__Task set__
[A] According to the forum post on roleplaying games, which features does NWN lack?
[B] Pick up the forum post on roleplaying games after its last sentence and keep writing.
=== Document excerpt ===
By the time a computer can be as good of a GM as a human, we won't have time for RPGs, as we'll all be busy running away from Skynet.

Laithoron |

The social connection is indeed one of the biggest factors from my standpoint too. A lot of non-gamers I know (including my parents and sister) tend to think of "playing D&D" as something a lonely introvert does in front of a computer screen — this after having been playing for 20 years now. (And yes, I have to refer to Pathfinder and roleplaying in general as D&D to them and many other non-games so that they understand what I'm talking about.)
In a very real way I feel like the "D&D Party" isn't the characters comprising the adventuring group but rather the players and GMs coming together to share a creative pastime together. This is one of the reasons that even with my PbP groups I basically consider being able to hang out and talk on chat when we're not posting as a requirement. Quite simply, RPGs are something I enjoy with friends, and (since I always GM) I have little interest in being a 'game server' for people who I don't at least get to interact with on a human level.
As far as the terms table-top and video game? I think that the distinction can be made pretty easily by keeping the intent of the question clear, however I would also say that the terms themselves are beginning to show their age.
For instance in Scott's example of using NWN in DM-mode, I'd say that is a case of using a video game as an extremely full-featured VTT.
The only caveat I'd add here is that due to the feature-set of NWN itself lacking features such as climbing, swimming, jumping, or flying, there is the risk of the players and GM curtailing their own input to match what the presentation system handles well. This brings me to my next point.
=== Dataset entries ===
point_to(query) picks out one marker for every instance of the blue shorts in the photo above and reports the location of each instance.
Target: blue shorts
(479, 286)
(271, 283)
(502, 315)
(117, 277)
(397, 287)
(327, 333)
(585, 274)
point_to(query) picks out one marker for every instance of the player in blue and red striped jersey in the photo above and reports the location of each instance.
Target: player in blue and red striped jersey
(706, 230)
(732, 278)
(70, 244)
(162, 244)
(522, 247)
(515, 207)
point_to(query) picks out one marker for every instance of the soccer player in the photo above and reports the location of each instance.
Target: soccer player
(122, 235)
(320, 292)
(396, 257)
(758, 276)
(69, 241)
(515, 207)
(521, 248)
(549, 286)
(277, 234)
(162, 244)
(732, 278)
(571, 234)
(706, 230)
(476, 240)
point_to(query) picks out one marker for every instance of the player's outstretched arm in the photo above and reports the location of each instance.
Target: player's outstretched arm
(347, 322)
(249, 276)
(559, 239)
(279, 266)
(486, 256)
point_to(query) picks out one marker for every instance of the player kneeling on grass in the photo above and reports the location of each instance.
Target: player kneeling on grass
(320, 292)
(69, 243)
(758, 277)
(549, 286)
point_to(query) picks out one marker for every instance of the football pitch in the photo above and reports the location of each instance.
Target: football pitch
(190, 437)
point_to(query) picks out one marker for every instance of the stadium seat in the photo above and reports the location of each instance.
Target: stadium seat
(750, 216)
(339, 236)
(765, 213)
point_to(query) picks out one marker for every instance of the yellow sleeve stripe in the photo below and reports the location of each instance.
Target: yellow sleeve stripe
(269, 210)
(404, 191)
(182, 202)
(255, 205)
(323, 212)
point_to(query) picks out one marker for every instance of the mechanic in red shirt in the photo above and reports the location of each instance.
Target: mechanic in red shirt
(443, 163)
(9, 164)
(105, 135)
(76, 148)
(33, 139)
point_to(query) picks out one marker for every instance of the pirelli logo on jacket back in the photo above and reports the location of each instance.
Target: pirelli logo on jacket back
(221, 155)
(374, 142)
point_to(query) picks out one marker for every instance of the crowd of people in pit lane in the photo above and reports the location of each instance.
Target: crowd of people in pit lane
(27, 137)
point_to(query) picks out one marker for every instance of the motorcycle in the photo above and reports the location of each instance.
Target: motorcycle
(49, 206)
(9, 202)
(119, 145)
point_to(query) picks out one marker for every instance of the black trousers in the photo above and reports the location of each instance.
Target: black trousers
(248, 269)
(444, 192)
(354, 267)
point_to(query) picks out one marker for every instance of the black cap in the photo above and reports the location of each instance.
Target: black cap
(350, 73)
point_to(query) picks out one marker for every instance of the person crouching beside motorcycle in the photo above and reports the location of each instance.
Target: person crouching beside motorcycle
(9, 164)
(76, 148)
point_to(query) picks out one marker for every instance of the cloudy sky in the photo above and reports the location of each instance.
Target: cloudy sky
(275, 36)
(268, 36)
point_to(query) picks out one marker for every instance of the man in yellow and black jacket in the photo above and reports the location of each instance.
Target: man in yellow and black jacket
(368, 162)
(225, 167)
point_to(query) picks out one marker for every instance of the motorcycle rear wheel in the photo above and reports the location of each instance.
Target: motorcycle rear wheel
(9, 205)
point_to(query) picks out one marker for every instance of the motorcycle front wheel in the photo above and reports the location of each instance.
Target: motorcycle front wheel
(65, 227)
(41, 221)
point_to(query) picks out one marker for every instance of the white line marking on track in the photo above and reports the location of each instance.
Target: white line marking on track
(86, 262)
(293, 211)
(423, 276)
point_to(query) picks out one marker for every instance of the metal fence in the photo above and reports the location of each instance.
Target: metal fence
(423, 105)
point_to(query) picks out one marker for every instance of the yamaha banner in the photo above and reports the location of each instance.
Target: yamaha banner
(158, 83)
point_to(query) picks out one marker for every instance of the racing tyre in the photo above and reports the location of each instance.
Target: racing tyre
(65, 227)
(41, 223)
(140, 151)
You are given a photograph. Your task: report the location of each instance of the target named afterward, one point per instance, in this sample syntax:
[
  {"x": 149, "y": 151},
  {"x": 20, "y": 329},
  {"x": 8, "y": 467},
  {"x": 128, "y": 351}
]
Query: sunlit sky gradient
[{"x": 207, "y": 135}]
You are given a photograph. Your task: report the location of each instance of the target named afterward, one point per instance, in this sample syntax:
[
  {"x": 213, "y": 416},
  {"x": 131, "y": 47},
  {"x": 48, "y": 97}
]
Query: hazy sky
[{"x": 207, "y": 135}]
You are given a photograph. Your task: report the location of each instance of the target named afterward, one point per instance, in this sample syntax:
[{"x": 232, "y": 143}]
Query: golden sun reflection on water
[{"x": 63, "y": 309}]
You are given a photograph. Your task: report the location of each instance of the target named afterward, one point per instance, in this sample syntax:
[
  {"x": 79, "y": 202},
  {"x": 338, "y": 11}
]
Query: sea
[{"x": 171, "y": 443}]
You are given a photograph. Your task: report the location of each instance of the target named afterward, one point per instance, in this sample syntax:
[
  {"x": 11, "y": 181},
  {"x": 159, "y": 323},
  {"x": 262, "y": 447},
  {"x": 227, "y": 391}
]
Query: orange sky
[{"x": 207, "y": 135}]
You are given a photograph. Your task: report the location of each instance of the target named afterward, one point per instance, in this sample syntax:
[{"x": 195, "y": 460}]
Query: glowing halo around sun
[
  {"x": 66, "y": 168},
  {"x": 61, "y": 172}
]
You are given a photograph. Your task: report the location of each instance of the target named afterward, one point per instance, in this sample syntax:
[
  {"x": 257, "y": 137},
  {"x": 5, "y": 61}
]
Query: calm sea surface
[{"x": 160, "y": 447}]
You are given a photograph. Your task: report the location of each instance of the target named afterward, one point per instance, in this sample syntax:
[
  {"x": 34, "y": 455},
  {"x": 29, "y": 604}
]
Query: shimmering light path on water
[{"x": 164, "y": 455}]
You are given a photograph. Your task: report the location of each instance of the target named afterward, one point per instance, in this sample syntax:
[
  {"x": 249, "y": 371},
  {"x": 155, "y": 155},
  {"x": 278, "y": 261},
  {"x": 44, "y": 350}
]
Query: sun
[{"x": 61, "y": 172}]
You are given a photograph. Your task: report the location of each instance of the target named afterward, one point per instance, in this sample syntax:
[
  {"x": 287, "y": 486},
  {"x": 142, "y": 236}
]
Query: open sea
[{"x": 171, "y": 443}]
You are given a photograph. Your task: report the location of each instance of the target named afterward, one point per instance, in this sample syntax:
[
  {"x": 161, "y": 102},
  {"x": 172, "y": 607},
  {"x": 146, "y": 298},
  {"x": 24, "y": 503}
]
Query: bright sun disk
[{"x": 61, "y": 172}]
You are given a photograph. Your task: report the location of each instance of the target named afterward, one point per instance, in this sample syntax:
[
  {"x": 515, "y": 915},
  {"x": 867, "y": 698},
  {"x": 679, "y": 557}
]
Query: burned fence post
===
__Exercise responses__
[A] Climbing, swimming, jumping, and flying.

[B]
If there's any risk I see in the lines between two of my favorite pastimes getting blurred, it would be that of players approaching a 'tabletop' game as if it's a videogame. This isn't something that I've encountered with other Gen-Xers, but many of my younger players (or Gen-Xers who have ONLY played WoW, etc.) tend to approach Pathfinder as if it's just a video game. They get confused by the lack of rules for "aggro", think of encounters as "mobs", NPCs as "quest-givers", etc. While hack-n-slash is certainly a time-honored gameplay style, I think it's easy to fall into the mindset that that's all there is to the game. While this has always been true, as someone who has work in level-design and 3D graphics before, I think when you allow something external to the human mind start handling most of the heavy-lifting, people are only too willing to oblige. That might be great for the 100s of die rolls we have to do, but when the computer-generate imagery itself replaces what the mind's-eye can visualize, I think that a lot gets lost.
Remember: Nothing man-made exists that wasn't first imagined in some fashion. Everything man-made is an attempt to realize that which was imagined. That's where the basis of old quote about the boy who preferred radio to television because the radio had a better picture.
Anyway, do I have a point? Well, yes, actually. Don't allow your tools (i.e. computers, books, rules, etc.) blind you to your artistry, your passion, and your social interaction. (Computers are just a tool? No wonder I never fit in with the other comp-sci majors! ;)

MendedWall12 |

The only caveat I'd add here is that due to the feature-set of NWN itself lacking features such as climbing, swimming, jumping, or flying, there is the risk of the players and GM curtailing their own input to match what the presentation system handles well. This brings me to my next point.
If there's any risk I see in the lines between two of my favorite pastimes getting blurred, it would be that of players approaching a 'tabletop' game as if it's a videogame.
Total agreement on every part of your post Laithoron. You really hit on some issues that are exactly at the heart of why I made the original post in the first place.
Interestingly, if you read the NY Times article recently about 5th edition D&D, it flat out states that the entire gaming industry, console, PC and otherwise, owes its very existence to the idea that you can take on the role of an alter ego and go do heroic/epic things.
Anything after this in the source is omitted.